> [Exercise prompt] Could you copy out every one of the records below word for word, leaving the picture out of your answer?
Start
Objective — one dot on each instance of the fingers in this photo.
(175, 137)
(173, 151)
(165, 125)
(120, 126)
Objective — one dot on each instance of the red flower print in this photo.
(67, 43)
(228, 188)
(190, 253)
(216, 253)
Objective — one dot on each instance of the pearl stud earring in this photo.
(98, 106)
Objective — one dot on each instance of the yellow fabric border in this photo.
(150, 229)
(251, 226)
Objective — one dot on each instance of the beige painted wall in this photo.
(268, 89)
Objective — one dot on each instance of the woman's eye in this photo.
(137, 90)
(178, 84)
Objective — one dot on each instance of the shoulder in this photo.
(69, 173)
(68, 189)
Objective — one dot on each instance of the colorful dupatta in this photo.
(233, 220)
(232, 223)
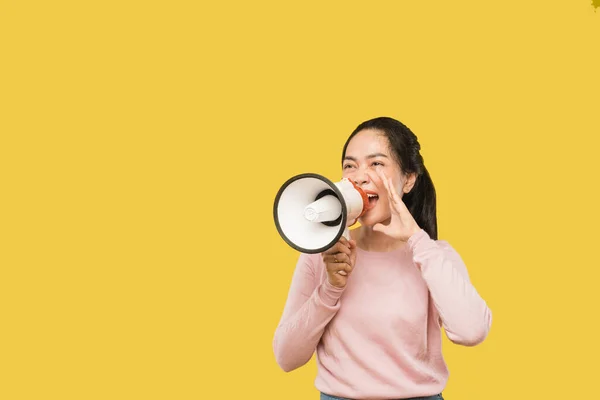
End
> [Task answer]
Objective — one dot on each instance of the fingers in this photo.
(175, 137)
(173, 151)
(165, 125)
(120, 126)
Objective — one dot on each instance of the red flower print in this photo.
(67, 43)
(228, 188)
(190, 253)
(216, 253)
Objective — one dot on each instance of the pearl stud earring in this photo.
(98, 106)
Objective — one dot on each instance of the yellow fabric border in this photo.
(150, 229)
(251, 226)
Objective — one dot on each instance of the beige painted wall in this photo.
(268, 89)
Objective — one dot on each instance of the woman's eye in this photo.
(137, 90)
(178, 84)
Objective — one dot on each instance of the shoulder in this photo.
(69, 173)
(68, 189)
Objective — one dot on each instance of the colorful dupatta in this photo.
(233, 220)
(232, 223)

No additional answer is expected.